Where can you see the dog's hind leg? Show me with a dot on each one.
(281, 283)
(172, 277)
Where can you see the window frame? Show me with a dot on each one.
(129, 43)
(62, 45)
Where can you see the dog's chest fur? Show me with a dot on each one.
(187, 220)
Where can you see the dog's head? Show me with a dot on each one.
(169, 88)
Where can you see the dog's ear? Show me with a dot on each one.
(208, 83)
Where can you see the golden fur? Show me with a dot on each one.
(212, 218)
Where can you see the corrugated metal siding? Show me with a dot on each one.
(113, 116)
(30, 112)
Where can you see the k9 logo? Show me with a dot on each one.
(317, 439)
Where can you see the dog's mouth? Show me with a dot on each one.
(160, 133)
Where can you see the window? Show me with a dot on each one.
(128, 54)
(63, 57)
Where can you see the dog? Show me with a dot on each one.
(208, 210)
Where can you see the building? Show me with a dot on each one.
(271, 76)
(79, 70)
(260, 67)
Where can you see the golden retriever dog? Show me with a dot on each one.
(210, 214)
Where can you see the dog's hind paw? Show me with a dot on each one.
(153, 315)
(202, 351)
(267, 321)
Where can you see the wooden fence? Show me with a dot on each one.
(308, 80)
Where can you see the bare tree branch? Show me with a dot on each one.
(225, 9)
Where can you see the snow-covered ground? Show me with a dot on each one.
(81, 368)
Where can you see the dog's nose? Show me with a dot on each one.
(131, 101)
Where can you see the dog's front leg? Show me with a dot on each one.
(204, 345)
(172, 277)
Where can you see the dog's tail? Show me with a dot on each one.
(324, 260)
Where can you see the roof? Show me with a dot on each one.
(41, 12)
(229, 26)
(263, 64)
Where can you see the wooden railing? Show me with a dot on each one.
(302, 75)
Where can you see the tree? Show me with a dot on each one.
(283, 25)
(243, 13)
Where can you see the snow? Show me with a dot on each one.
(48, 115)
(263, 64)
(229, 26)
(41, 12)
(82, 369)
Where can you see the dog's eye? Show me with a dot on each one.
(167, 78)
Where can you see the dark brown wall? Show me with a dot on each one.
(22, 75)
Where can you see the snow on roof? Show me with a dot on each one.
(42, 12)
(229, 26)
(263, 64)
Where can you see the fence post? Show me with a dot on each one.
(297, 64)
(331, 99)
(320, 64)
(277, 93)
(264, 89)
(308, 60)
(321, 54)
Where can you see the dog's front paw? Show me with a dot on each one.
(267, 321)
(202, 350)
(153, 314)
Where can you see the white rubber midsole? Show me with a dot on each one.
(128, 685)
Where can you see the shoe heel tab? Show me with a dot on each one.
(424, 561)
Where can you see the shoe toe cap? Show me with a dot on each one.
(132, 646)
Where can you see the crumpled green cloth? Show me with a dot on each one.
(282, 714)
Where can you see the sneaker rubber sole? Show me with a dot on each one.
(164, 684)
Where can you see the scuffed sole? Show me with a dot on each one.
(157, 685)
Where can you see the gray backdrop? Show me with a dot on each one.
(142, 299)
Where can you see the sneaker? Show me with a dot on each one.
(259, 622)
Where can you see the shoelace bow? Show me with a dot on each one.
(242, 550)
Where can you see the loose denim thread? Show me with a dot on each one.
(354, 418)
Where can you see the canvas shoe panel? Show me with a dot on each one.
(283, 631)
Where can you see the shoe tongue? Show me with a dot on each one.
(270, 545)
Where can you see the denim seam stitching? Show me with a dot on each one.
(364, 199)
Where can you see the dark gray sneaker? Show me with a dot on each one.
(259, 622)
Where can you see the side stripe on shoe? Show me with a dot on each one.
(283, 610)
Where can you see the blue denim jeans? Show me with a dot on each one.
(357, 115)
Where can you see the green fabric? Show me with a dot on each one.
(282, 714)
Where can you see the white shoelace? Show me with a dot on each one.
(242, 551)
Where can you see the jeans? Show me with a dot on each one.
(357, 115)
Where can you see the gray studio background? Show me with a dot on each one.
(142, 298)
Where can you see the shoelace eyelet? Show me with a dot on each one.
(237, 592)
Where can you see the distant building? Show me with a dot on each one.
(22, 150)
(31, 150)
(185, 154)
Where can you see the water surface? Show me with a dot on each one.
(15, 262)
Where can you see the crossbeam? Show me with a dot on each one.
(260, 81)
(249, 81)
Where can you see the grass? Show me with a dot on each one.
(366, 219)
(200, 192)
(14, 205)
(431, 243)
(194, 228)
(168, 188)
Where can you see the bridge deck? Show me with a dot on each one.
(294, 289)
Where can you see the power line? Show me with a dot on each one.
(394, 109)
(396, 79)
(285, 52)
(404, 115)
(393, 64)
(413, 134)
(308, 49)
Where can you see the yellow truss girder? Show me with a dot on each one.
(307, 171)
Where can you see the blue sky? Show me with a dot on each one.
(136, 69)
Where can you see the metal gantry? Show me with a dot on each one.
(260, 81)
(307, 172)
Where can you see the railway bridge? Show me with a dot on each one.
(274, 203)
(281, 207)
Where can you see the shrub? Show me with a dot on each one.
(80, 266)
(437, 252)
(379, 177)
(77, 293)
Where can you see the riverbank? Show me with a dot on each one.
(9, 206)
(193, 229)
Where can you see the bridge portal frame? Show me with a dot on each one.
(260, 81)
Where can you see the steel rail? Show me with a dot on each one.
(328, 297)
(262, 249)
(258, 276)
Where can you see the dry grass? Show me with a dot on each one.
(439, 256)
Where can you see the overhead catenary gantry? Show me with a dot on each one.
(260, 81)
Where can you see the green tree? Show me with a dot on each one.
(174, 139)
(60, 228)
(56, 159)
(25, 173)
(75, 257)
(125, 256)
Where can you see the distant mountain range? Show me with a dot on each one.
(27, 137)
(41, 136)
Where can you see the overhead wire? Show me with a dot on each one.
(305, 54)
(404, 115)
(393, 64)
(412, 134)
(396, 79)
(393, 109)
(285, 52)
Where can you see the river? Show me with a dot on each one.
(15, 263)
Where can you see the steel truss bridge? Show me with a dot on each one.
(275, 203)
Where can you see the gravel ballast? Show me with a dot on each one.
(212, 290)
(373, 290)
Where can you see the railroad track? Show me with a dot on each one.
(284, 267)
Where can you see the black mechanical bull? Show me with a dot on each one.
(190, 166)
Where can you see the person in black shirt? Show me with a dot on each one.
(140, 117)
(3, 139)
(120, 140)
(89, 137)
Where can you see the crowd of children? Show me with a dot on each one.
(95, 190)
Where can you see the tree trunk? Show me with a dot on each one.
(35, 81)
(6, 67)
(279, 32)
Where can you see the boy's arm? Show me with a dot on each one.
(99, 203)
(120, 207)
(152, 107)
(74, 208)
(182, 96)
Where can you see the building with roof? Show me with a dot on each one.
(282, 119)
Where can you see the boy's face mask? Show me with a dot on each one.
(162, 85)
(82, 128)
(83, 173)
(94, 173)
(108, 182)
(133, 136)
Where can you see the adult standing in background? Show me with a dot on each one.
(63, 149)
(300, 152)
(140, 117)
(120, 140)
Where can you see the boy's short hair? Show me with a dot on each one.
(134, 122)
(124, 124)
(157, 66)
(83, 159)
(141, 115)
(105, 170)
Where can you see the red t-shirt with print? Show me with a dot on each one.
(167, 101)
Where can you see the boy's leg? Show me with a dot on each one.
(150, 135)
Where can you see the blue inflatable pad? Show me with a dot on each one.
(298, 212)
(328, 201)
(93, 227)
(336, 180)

+++

» OBJECTIVE
Please quote all of the rows above word for word.

» SOLVED PROBLEM
Where can you see the dog's hind leg? Show me with a dot on each one.
(281, 283)
(172, 277)
Where can you see the window frame? Show me with a dot on each one.
(129, 43)
(62, 45)
Where can you see the dog's chest fur? Show me with a dot on each one.
(187, 220)
Where can you see the dog's head? Show me with a dot on each one.
(169, 88)
Where can you see the dog's ear? Show me with a dot on each one.
(208, 83)
Where can you see the golden fur? Show me with a dot on each one.
(212, 218)
Where can you see the corrugated metal siding? Show me with a dot on each one.
(113, 116)
(30, 112)
Where can you see the k9 logo? Show me with a dot on each one.
(317, 439)
Where can you see the dog's mouth? Show me with a dot on each one.
(160, 133)
Where can you see the window? Show me with a dot on each one.
(128, 54)
(63, 57)
Where can you see the dog? Show me with a dot on each one.
(208, 210)
Where can you see the building? Show me with a dot on each one.
(271, 76)
(79, 70)
(260, 67)
Where can you see the golden retriever dog? Show me with a dot on each one.
(210, 214)
Where can you see the dog's hind paw? Show me with a dot on each one.
(153, 315)
(202, 351)
(267, 321)
Where can you see the wooden fence? Show me with a dot on each one.
(308, 80)
Where can you see the bare tree branch? Show me with a dot on each one.
(225, 9)
Where can you see the snow-covered ground? Show me with a dot on each one.
(81, 368)
Where can you see the dog's nose? Show me with a dot on each one.
(131, 101)
Where can you see the dog's front leg? Show me with a dot on each one.
(204, 345)
(172, 277)
Where can you see the dog's tail? Show me with a dot on each one.
(324, 260)
Where can you see the roof? Show me with a dot on each one.
(41, 12)
(229, 26)
(263, 64)
Where can you see the wooden railing? Show me with a dot on each one.
(302, 75)
Where can you see the tree? Show me with a dot on each one.
(283, 25)
(243, 13)
Where can you see the snow? Show me with a dot on each one.
(48, 115)
(263, 64)
(229, 26)
(41, 12)
(82, 369)
Where can you see the dog's eye? Show me with a dot on each one.
(167, 78)
Where can you see the dark brown wall? Show me with a dot on each one.
(22, 75)
Where can you see the snow on roof? Show me with a dot on each one.
(42, 12)
(229, 26)
(263, 64)
Where can you see the fence post? Show me with a dot on each one.
(297, 64)
(331, 99)
(320, 64)
(277, 93)
(264, 89)
(308, 60)
(321, 54)
Where can you see the dog's front paw? Show me with a dot on each one.
(267, 321)
(202, 350)
(153, 314)
Where can you see the white rubber midsole? Show me with a dot on each one.
(128, 685)
Where can you see the shoe heel tab? Show me with a dot on each one.
(424, 561)
Where can you see the shoe toe cap? Show me with a dot on each one.
(132, 646)
Where can you see the crumpled green cloth? Show me with a dot on each one.
(282, 714)
Where can you see the sneaker rubber sole? Show me with a dot on each one.
(164, 684)
Where can you see the scuffed sole? Show me with a dot on each one.
(157, 685)
Where can you see the gray backdrop? Show me with a dot on each one.
(142, 299)
Where can you see the sneaker? Show me with a dot on each one.
(259, 622)
Where can you see the shoelace bow? Show me with a dot on each one.
(242, 550)
Where can you see the loose denim thread? Show me with a dot on each one.
(354, 418)
Where can you see the canvas shoe panel? Show me with a dot on each one.
(283, 631)
Where can you see the shoe tongue? Show me with a dot on each one.
(270, 545)
Where can you see the denim seam stitching? Show me with a dot on each one.
(364, 199)
Where can you see the dark gray sneaker? Show me with a dot on each one.
(259, 622)
Where can you see the side stripe on shoe? Show me with a dot on each one.
(283, 610)
Where can you see the blue denim jeans? Show me with a dot on each one.
(357, 115)
Where can you see the green fabric? Show me with a dot on each one.
(282, 714)
Where can you see the white shoelace? Show me with a dot on each one.
(242, 551)
Where can you see the jeans? Show me with a dot on each one.
(357, 115)
Where can you see the gray studio background? Show me with a dot on each one.
(142, 298)
Where can you see the shoelace eyelet? Show me with a dot on each one.
(237, 592)
Where can you see the distant building? Show me with a dot on each one.
(22, 150)
(31, 150)
(185, 154)
Where can you see the water surface? Show me with a dot on each one.
(15, 262)
Where can you see the crossbeam? Show me with a dot on each one.
(260, 81)
(249, 81)
Where can you see the grass? Show me with a dot on each one.
(366, 219)
(200, 192)
(14, 205)
(431, 243)
(194, 228)
(168, 188)
Where can you see the bridge deck? Show me with a dot on each one.
(294, 289)
Where can you see the power line? Show me with a dot on each one.
(394, 109)
(396, 79)
(285, 52)
(404, 115)
(393, 64)
(413, 134)
(308, 49)
Where can you see the yellow truss girder? Show me with a dot on each one.
(307, 171)
Where can you see the blue sky? Show me with a dot on each one.
(136, 69)
Where can you see the metal gantry? Show me with a dot on each one.
(260, 81)
(307, 172)
Where can you see the railway bridge? Show me with a dot on each one.
(274, 203)
(281, 207)
Where can you see the shrub? Show me with a dot on each one.
(80, 266)
(437, 252)
(379, 177)
(77, 293)
Where can you see the riverbank? Show me with a dot on each one.
(9, 206)
(193, 229)
Where can you see the bridge portal frame? Show me with a dot on each one.
(260, 81)
Where can you see the steel rail? Show me with a dot on each one.
(328, 297)
(262, 249)
(258, 276)
Where can you see the dry grass? Show me with a dot on each one.
(439, 256)
Where can you see the overhead catenary gantry? Show me with a dot on each one.
(260, 81)
Where can you see the green tree? Show me with a dot on each one.
(174, 139)
(60, 228)
(56, 159)
(25, 173)
(75, 257)
(125, 256)
Where can you see the distant mountain range? Show me with a dot on each one.
(27, 137)
(41, 136)
Where can you see the overhead wire? Show me with a dot on each one.
(305, 54)
(404, 115)
(393, 64)
(412, 134)
(396, 79)
(393, 109)
(285, 52)
Where can you see the river? Show me with a dot on each one.
(15, 263)
Where can you see the steel truss bridge? Show me with a dot on each one.
(275, 203)
Where can you see the gravel ballast? Show me with a dot on each one.
(212, 290)
(373, 290)
Where can you see the railroad track? Show me with a dot on each one.
(284, 267)
Where can you see the black mechanical bull? Show me with a dot on each one.
(190, 166)
Where can you see the person in black shirt? Show me with a dot on each one.
(140, 117)
(3, 139)
(120, 140)
(89, 137)
Where can you see the crowd of children? Show me with a dot on each one.
(95, 190)
Where can you see the tree trunk? Show me with a dot on each one.
(35, 81)
(6, 67)
(279, 32)
Where can you see the boy's arm? Show me with a dot on each one.
(99, 203)
(120, 207)
(152, 107)
(74, 208)
(182, 96)
Where can you see the building with roof? Show me with a dot on each one.
(282, 119)
Where can you see the boy's face mask? Show me with a dot on each one.
(162, 85)
(82, 128)
(83, 173)
(94, 173)
(108, 182)
(133, 136)
Where can you see the adult standing in background? Show me with a dot on each one.
(63, 149)
(300, 152)
(140, 117)
(120, 140)
Where can you see the boy's short hair? Show me with a dot on each one.
(134, 122)
(124, 124)
(157, 66)
(83, 159)
(141, 115)
(105, 170)
Where can you see the red t-shirt with print? Show me with a dot on each one.
(167, 101)
Where can you see the boy's leg? Show me with a dot on each one.
(150, 135)
Where can you see the blue inflatable pad? Show me with a dot on each one.
(298, 212)
(328, 201)
(93, 227)
(336, 180)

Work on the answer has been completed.